>> BEGIN ENTRIES

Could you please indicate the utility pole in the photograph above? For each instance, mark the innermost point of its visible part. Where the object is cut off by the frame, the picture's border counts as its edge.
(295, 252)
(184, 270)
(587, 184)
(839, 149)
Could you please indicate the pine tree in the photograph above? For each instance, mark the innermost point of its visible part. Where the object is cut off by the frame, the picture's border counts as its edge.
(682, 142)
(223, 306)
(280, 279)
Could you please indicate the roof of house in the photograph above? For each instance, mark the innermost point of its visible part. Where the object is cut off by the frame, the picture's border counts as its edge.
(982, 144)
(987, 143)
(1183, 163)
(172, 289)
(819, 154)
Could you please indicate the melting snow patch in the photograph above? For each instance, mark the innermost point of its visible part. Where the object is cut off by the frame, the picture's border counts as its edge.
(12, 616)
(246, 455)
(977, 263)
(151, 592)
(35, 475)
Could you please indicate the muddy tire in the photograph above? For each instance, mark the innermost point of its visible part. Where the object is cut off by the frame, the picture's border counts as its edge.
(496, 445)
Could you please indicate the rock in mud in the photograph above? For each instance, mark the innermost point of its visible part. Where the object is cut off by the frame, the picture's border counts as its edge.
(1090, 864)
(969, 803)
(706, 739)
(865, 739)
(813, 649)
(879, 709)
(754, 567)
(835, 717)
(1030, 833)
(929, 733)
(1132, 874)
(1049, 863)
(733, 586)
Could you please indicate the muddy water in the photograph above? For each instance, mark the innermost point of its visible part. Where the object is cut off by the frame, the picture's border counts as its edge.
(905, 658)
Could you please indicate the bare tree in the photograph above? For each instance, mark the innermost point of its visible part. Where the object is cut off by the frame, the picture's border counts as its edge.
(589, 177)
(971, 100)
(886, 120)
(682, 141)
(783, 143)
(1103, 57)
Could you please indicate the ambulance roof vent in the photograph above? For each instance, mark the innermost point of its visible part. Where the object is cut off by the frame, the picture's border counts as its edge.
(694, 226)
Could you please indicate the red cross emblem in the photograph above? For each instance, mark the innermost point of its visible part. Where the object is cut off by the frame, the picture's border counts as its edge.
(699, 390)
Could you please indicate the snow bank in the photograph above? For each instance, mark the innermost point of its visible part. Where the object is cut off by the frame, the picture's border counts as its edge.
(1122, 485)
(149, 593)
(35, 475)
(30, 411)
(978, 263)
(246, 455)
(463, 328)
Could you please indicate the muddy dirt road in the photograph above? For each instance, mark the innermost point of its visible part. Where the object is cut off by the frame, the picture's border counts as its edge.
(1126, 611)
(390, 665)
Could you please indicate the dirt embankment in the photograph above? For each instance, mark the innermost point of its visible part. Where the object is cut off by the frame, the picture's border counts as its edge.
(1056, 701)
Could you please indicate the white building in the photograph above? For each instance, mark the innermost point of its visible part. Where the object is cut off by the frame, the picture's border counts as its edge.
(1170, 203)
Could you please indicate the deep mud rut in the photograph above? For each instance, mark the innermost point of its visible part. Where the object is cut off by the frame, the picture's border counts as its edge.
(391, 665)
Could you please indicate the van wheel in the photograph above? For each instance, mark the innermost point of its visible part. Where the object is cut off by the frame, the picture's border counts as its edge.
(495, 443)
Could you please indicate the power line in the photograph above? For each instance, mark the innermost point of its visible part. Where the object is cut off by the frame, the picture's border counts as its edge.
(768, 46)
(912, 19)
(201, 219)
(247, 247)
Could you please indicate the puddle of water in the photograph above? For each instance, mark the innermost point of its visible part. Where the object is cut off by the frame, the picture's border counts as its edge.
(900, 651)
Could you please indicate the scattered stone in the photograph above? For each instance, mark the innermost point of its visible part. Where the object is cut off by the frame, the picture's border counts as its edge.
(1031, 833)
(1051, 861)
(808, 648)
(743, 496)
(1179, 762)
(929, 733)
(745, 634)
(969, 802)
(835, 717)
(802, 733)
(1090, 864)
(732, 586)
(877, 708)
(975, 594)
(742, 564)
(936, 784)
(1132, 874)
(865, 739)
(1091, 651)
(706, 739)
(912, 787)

>> END ENTRIES

### GIVEN INSTRUCTION:
Reproduce all of the rows above word for word, without changing anything.

### WRITTEN SOLUTION:
Could you please indicate the utility pole in the photograph above? For each instance, mark the innermost point of its visible part. Where the object is cut off by the frame, the picture's border counts as its edge.
(295, 252)
(184, 270)
(587, 184)
(839, 149)
Could you please indicate the pine tree in the photograph above? For each instance, mark the innermost point of its visible part. Where the object is cut off by the frame, the picture's border counts as its edge.
(682, 142)
(223, 306)
(280, 279)
Could you please indicate the roof of house in the photograph above? For each instance, mark the innermost point of its visible part. Where the object is cut off by the frame, the picture's border counts as its edge.
(982, 144)
(987, 143)
(1183, 163)
(172, 289)
(819, 154)
Could you please indicate the melting snow patch in the photograph above? For each instance, mark the innermost point of its visible part. Where the object is cut off by the frame, the picture's border counts as its edge.
(12, 616)
(246, 455)
(977, 263)
(151, 592)
(35, 475)
Could you please indicate the muddy tire in the photograph above? For each instance, mark the innermost point of its visible part. Where the object is cut off by the frame, the picture's border counts as its edge.
(496, 445)
Could you please indicate the rock in mud in the photograph above? For each instance, mark the innermost point of its visible part. Where the object is cut off by the frame, the picture's border counts as its edge.
(1090, 864)
(969, 803)
(706, 739)
(865, 739)
(813, 649)
(879, 709)
(754, 567)
(835, 717)
(1030, 833)
(929, 733)
(1132, 874)
(1049, 863)
(733, 586)
Could you please indicate the muddy water in the photograph above? For each instance, mark the innermost point of its visible part. Where the object is cut off by the frame, the picture's border counts as its edge.
(905, 658)
Could you please indicate the bare tree in the photograph above? For each instance, mark the innermost point of its visible part. Where the object is cut off by the frame, the picture's border counts as its edge.
(589, 177)
(971, 100)
(886, 120)
(682, 141)
(783, 143)
(1103, 57)
Could you please indicate the ambulance roof vent in the photograph above? For each instance, mark the innermost point of its visible part. Where the object is cut off by the frame, the picture's border counts as its edge.
(694, 226)
Could you please indicate the red cross emblem in the photograph above? For each instance, mark the innermost point of its visible part. Where the object is cut off by the frame, the picture's border counts as its edge.
(699, 390)
Could you please indicate the snow bank in the photograph above? For each instance, mark the innermost point of its visible part. Where the object is cut off by the frame, the picture's border counts as its edge.
(1122, 485)
(149, 593)
(35, 475)
(30, 411)
(978, 263)
(246, 455)
(463, 328)
Could you please indicate the muddy dirt road in the photograph above? For each instance, mark the innermost point of its visible part. Where the object is cut off by the frame, the picture's border counts as its edge.
(1126, 611)
(390, 665)
Could you please indicate the dirt embankment in the photograph above? For each instance, mark the innermost point of its visible part. Where the object is cut off by the frame, the picture's border counts as its edge.
(1056, 701)
Could you please indicate the white building in the photograph above? For each instance, mark the innermost point of its visible part. Where the object is cut off by the frame, the picture's border counts as its edge.
(1170, 203)
Could you please indicate the deep mud rut in the photograph above? For each instance, mark the innermost point of its visible part. Where the object is cut off by the frame, the picture's border counts as its edge.
(391, 665)
Could you please indicate the van wheel in the photograph above? For each instance, mark the innermost point of its visible part. Where the object is cut off by the frame, the picture's border counts as its edge.
(495, 443)
Could you please indicate the power line in the photograph above? For each instance, mark the innermost point of its visible part. Where the object is cut off by the frame, the picture's border counts as its edge.
(768, 46)
(912, 19)
(201, 219)
(247, 247)
Could you please indicate the puddle of water in the photograph above? For each instance, mark the innermost point of its visible part. Where the object is cut off by the frame, the picture's border counts as its edge.
(900, 651)
Could you please indicate the scattered stone in the photograph above? For each instance, mark the innermost point of its visible part. Where the object is cut off by the frame, the picture's border counts as its edge.
(1031, 833)
(1051, 861)
(808, 648)
(743, 496)
(1179, 762)
(929, 733)
(745, 634)
(969, 802)
(835, 717)
(802, 733)
(1090, 864)
(732, 586)
(877, 708)
(975, 594)
(742, 564)
(936, 784)
(1132, 874)
(865, 739)
(1091, 651)
(706, 739)
(912, 787)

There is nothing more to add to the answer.